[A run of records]
• • • •
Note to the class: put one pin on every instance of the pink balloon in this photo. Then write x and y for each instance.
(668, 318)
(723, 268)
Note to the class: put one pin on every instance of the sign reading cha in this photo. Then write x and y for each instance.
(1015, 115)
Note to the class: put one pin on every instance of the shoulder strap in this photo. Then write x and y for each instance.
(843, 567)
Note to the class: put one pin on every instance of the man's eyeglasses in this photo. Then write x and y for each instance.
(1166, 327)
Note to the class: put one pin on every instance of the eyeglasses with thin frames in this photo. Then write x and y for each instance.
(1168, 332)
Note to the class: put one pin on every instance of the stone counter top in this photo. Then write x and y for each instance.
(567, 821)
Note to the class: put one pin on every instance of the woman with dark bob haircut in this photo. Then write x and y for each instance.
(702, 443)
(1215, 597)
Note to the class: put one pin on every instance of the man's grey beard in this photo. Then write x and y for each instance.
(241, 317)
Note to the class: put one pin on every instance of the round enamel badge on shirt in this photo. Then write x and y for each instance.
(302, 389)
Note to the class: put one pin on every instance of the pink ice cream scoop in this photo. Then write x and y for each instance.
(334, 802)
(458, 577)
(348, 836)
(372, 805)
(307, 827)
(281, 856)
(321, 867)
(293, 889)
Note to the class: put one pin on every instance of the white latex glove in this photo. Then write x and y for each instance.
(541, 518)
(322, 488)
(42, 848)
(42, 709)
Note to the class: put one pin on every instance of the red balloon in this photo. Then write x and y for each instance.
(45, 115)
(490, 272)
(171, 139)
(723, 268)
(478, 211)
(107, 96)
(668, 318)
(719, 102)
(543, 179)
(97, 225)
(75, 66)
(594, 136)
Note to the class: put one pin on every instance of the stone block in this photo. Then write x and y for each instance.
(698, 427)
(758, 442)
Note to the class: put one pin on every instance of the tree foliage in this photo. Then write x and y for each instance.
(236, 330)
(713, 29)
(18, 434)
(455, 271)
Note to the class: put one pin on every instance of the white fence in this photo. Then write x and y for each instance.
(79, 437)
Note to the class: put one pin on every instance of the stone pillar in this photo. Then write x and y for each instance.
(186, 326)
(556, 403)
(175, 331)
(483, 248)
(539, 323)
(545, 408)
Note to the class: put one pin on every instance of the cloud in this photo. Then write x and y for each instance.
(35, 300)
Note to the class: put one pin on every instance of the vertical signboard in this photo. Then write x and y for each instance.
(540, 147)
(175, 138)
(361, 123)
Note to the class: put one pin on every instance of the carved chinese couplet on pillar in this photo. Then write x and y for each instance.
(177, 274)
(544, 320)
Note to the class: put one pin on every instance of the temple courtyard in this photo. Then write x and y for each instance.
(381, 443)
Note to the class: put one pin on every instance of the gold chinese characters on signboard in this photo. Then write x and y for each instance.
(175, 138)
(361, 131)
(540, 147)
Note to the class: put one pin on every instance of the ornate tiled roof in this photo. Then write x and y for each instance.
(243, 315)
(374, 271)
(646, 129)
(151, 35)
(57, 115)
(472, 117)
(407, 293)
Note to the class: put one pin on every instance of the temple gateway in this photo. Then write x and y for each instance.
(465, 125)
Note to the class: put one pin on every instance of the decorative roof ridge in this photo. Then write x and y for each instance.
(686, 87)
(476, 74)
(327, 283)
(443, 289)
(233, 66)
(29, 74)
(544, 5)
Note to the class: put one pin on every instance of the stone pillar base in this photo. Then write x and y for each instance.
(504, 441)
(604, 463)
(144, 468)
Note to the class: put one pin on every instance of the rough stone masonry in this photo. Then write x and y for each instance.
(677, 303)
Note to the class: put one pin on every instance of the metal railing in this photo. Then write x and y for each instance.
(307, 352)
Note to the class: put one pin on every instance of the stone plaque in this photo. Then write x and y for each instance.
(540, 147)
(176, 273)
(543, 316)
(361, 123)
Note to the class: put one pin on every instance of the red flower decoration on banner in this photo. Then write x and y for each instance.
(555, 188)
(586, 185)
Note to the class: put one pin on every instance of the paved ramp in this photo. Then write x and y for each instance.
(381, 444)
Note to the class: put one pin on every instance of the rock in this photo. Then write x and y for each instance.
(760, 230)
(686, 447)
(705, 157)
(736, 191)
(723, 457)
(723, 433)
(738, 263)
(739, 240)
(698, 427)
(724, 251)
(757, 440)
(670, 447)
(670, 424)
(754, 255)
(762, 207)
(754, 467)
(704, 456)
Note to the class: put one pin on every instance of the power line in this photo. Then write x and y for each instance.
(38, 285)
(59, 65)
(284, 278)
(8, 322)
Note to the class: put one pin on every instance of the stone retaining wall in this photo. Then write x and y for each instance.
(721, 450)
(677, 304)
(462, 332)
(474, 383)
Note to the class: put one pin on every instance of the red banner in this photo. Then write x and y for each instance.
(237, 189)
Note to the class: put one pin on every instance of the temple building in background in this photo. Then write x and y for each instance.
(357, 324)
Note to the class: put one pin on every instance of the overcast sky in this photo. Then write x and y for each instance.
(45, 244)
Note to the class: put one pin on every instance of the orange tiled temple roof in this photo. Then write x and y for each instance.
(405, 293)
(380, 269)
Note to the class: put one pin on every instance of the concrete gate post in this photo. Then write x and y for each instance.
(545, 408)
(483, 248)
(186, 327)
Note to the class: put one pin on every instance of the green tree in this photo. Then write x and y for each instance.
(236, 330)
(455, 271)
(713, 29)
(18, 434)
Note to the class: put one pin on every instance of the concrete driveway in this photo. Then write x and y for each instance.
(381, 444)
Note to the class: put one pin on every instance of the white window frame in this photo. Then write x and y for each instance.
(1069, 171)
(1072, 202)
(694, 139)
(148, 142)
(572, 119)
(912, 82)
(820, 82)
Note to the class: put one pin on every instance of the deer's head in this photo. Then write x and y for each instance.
• • • •
What the exercise asks |
Copy the entire listing above word for word.

Correct response |
Note to the class: put one pin on every instance of the pink balloon in this photo. Then write x and y for each instance.
(668, 318)
(723, 268)
Note to the class: put one pin on every instance of the sign reading cha in this photo. Then write x and y for each instance.
(1015, 115)
Note to the class: put one pin on every instance of the shoulder strap in this photo. Then write x and y for each instance.
(843, 567)
Note to the class: put one pin on every instance of the man's eyeglasses in this photo. Then write x and y for each instance.
(1166, 327)
Note to the class: put one pin on every instance of the eyeglasses with thin frames in this photo. Then write x and y for each instance.
(1168, 332)
Note to the class: put one pin on every instance of the stone counter top in this photo. Then write x and y for each instance.
(567, 821)
Note to the class: put one pin on every instance of the woman with dark bob haircut in this photo. Then write x and y for each instance.
(702, 443)
(1215, 597)
Note to the class: put one pin on every instance of the man's grey beard in this photo. Then write x and y for each instance.
(241, 317)
Note to the class: put one pin on every instance of the round enamel badge on shirt in this photo. Then write x and y for each instance.
(302, 389)
Note to the class: put one pin on every instance of the pink ice cream scoop in this photo. Then write x and y for each instance.
(334, 802)
(458, 577)
(348, 836)
(372, 805)
(307, 827)
(281, 856)
(321, 867)
(293, 889)
Note to the class: put one pin on every instance of the white latex glove in this photo. Then write x and y for each instance.
(541, 518)
(322, 488)
(42, 848)
(42, 709)
Note to the class: put one pin on every instance of the red balloon in this photo. Then write x and y for each instance.
(45, 115)
(490, 272)
(171, 139)
(723, 268)
(478, 211)
(107, 96)
(668, 318)
(719, 102)
(543, 179)
(97, 225)
(75, 66)
(594, 136)
Note to the class: put one pin on every instance of the stone block in this photo. Then write x and y for each instance.
(698, 427)
(758, 442)
Note to the class: put one pin on every instance of the tree foliage in this photo. Then write x and y for each instance.
(236, 330)
(713, 29)
(18, 434)
(455, 271)
Note to the class: put one pin on every instance of the white fence in this photo. Then write x and y for each instance.
(79, 437)
Note to the class: put one pin on every instance of the stone pillar in this photo. Then write x and y for each instance.
(186, 326)
(556, 403)
(175, 331)
(483, 248)
(539, 323)
(545, 408)
Note to the class: put one pin on every instance of the cloud in this photo. Then write x and y for each instance.
(35, 300)
Note to the class: put one pin on every instance of the vertical signboard in this photo. Then write x and y for each instance.
(540, 147)
(175, 138)
(361, 123)
Note to the class: put one pin on every instance of the carved chinese couplet on pillar in this photo. Then write x and y for each instance.
(177, 274)
(544, 320)
Note to the class: put one pin on every instance of the temple courtyard in this photo. Then write x and y for each instance.
(381, 443)
Note to the class: put one pin on every instance of the gold chinese characters on signboard in this photo. Then write x and y for each instance.
(175, 138)
(361, 131)
(540, 147)
Note to the class: put one pin on every instance of the ornate tiled roof in this photo. Then write x and y for each instance.
(243, 315)
(374, 271)
(646, 129)
(151, 35)
(57, 115)
(472, 117)
(407, 293)
Note to the class: put one pin on every instance of the temple gateway in this photo. Then write x and y for each instance.
(465, 125)
Note to the class: put one pin on every instance of the decorative roof ridge in this photo. Then write x and y for each instance.
(686, 87)
(476, 74)
(327, 283)
(443, 289)
(233, 66)
(29, 74)
(544, 5)
Note to the class: put one pin on every instance of the stone pillar base in this photo. Then write x and y for each instance.
(504, 441)
(604, 463)
(144, 468)
Note to the class: put one pin on every instance of the rough stone masonry in this photo. Then write x and y for each instance.
(677, 303)
Note to the class: put one pin on every instance of the metal railing in this photo. Then write x and y for each instance.
(307, 352)
Note to the class: put one pin on every instance of the stone plaque in this photo. Then write x and y for each instance.
(540, 147)
(176, 273)
(543, 316)
(361, 123)
Note to the class: put one pin on every instance of the red flower decoration on banner in this photo. Then write x and y for each instance.
(555, 188)
(586, 185)
Note to the class: put one pin on every instance of the paved ramp in this photo. Then write x and y for each instance.
(381, 444)
Note to the class: put one pin on every instance of the rock in this photo. Then write x and y for each instance.
(760, 230)
(686, 447)
(705, 157)
(736, 191)
(723, 457)
(723, 433)
(738, 263)
(739, 240)
(698, 427)
(724, 251)
(757, 440)
(670, 447)
(670, 424)
(754, 255)
(762, 207)
(754, 467)
(704, 456)
Note to the class: put one pin on every instance of the power line in this photo. Then write x and y for each instance.
(38, 285)
(59, 65)
(284, 278)
(8, 322)
Note to the class: put one pin on every instance of the stone retaining wall in this photo. Then write x and y for each instance.
(721, 450)
(677, 304)
(462, 332)
(474, 383)
Note to the class: put one pin on every instance of the red banner in this photo. Then write x and y for each instance.
(237, 189)
Note to the class: put one pin on every instance of the temple building in background in this photo. Then write x and y for each instance.
(357, 324)
Note to the class: put one pin on every instance of the overcast sky in this photo. Then write x and y for each instance.
(45, 244)
Note to the class: put one pin on every instance of the orange tiled temple roof in this photo. Then write x and y for each instance.
(405, 293)
(380, 269)
Note to the class: put one pin on every instance of the concrete gate post in this photo. Then write x and y for each instance.
(545, 408)
(483, 248)
(186, 327)
Note to the class: put one pin on every instance of the green tree in this photo. Then write x and y for each instance.
(236, 330)
(455, 271)
(713, 29)
(18, 434)
Note to the class: put one pin on every instance of the concrete driveway in this photo. Then write x and y for each instance.
(381, 444)
Note to the class: put one pin on every instance of the white window frame in this photo. Then write x and y for each instance.
(1069, 171)
(1072, 202)
(694, 139)
(148, 142)
(572, 119)
(912, 82)
(820, 82)
Note to the class: put one pin on every instance of the deer's head in this photo. Then write x and y for each instance.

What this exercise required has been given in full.